What you have to do:
Answer these questions using the excerpt on the social contract:
1. Who, according to the speaker, paid to educate the workers the factory owner hired?
2. What does the speaker say part of the underlying social contract is?
3. What does the writer of the final paragraph say they are?

Selected excerpt:
>>>
You built a factory out there? Good for you. But I want to be clear: you moved your goods to market on the roads the rest of us paid for; you hired workers the rest of us paid to educate; you were safe in your factory because of police forces and fire forces that the rest of us paid for. You didn't have to worry that marauding bands would come and seize everything at your factory, and hire someone to protect against this, because of the work the rest of us did.

Now look, you built a factory and it turned into something terrific, or a great idea? God bless. Keep a big hunk of it. But part of the underlying social contract is, you take a hunk of that, and pay forward for the next kid who comes along."

As a rabbi, I just love it when Torah and headlines overlap; when ancient wisdom and urgent issues line up so neatly. That truly cheered me up. Our sacred text spoke directly to a great concern of the day, and the Torah reading came along to remind me of just why Warren's message -- you didn't build it yourself, it wasn't just your power or the might of your own hand -- had so resonated with me, and so many others in the blogo-YouTube-sphere.
<<<
Dataset entries:
>>>
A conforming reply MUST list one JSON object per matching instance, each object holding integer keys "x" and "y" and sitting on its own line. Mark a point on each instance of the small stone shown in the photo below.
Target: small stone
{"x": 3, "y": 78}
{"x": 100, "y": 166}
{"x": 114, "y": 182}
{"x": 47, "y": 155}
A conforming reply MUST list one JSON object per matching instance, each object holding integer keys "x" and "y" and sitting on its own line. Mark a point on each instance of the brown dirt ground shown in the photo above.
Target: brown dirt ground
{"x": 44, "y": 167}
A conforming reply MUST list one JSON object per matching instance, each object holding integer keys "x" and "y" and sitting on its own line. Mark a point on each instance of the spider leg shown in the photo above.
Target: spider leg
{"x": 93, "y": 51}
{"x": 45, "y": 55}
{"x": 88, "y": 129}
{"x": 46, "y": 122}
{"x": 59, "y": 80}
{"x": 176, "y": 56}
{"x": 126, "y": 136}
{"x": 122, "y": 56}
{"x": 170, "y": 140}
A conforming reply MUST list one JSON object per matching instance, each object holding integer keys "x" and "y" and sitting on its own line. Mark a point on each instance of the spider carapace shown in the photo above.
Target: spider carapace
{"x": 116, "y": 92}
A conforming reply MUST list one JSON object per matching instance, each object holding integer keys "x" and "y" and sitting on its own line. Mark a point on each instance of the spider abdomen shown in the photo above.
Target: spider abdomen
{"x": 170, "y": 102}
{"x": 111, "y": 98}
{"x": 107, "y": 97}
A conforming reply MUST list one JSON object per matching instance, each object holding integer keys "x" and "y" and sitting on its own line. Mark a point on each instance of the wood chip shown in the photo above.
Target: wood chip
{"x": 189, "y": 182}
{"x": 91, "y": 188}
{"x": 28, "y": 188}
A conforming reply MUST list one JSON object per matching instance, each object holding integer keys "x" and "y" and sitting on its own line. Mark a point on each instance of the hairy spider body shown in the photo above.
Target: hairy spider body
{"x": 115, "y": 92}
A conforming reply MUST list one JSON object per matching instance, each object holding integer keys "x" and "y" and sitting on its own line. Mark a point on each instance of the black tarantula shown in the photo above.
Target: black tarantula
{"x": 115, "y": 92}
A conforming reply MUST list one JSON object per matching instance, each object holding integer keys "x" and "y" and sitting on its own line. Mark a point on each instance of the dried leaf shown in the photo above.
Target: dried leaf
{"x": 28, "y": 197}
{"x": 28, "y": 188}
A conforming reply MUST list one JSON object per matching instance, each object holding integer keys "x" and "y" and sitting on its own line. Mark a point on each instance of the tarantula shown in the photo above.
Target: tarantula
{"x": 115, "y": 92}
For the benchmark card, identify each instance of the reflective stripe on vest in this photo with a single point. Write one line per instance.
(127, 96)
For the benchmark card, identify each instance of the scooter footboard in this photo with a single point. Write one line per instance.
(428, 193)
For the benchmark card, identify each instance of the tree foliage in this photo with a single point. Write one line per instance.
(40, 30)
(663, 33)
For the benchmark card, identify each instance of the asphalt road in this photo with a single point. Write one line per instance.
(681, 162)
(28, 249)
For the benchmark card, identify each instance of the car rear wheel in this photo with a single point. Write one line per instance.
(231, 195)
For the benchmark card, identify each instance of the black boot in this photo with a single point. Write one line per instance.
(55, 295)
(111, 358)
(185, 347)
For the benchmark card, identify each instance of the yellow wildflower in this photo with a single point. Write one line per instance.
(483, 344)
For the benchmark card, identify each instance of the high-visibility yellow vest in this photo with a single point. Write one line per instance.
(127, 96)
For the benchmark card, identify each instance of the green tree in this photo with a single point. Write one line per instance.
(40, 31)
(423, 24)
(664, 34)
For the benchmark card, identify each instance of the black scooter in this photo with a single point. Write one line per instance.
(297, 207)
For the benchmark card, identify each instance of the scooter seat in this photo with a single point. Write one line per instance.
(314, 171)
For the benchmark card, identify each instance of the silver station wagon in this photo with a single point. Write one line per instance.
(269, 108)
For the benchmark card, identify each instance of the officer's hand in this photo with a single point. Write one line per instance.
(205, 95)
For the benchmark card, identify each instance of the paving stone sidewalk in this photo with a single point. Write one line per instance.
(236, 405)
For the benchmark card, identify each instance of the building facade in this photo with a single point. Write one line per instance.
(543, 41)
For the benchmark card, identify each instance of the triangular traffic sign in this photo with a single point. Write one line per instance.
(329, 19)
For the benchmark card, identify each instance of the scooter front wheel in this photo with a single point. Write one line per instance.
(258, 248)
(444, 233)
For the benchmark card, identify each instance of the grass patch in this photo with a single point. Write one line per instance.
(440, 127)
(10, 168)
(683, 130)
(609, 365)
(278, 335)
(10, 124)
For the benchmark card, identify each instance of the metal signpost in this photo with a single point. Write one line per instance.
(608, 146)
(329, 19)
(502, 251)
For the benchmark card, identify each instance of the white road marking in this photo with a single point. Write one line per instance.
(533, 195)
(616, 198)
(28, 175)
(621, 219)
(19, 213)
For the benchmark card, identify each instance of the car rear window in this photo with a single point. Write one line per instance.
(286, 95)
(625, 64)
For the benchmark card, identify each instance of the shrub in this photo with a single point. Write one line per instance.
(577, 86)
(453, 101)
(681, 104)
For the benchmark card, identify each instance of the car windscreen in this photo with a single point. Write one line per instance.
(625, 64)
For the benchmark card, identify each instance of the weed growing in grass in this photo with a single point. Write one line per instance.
<<<
Exercise solution:
1. The rest of us.
2. You take a hunk of what you built and pay forward for the next kid who comes along.
3. A rabbi.